**TO BE DONE**.
Starting at the line that contains "Phrase -- overcast white sky" and ending at the end of the records, rewrite every line, keeping the non-coordinate lines unchanged and scaling each answer coordinate by 0.6, rounded to a whole number with halves going up. Leave the pictures out of your answer.

**RECORD LIST**.
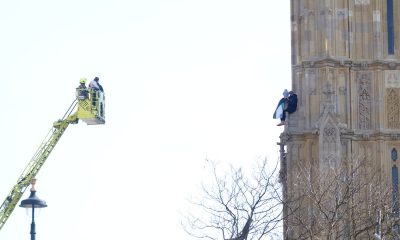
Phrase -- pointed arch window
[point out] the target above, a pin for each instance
(390, 26)
(395, 185)
(394, 154)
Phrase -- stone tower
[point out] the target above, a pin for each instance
(346, 73)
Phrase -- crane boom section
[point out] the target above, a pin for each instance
(91, 109)
(34, 166)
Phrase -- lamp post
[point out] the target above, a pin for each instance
(33, 202)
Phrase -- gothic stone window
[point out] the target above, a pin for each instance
(390, 26)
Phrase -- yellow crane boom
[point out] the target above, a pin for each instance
(91, 109)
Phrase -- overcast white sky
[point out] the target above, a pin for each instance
(185, 80)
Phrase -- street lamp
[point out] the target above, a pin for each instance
(33, 202)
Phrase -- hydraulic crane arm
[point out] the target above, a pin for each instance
(34, 166)
(90, 110)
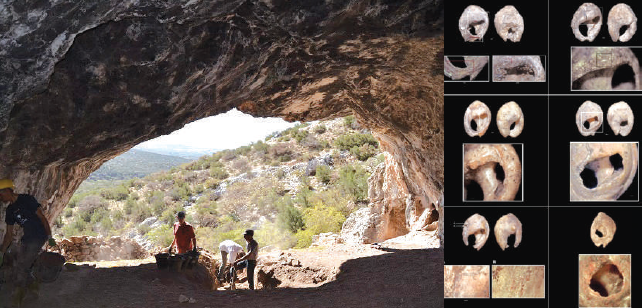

**COMPLETE ANSWER**.
Phrase -- overcast white sky
[point out] the target above, a pin for each instance
(111, 48)
Phrase -- street lamp
[point out] the target above, a pin for each instance
(20, 121)
Phrase -- hydraulic crane arm
[point out] the target above, a pin for each instance
(20, 100)
(54, 66)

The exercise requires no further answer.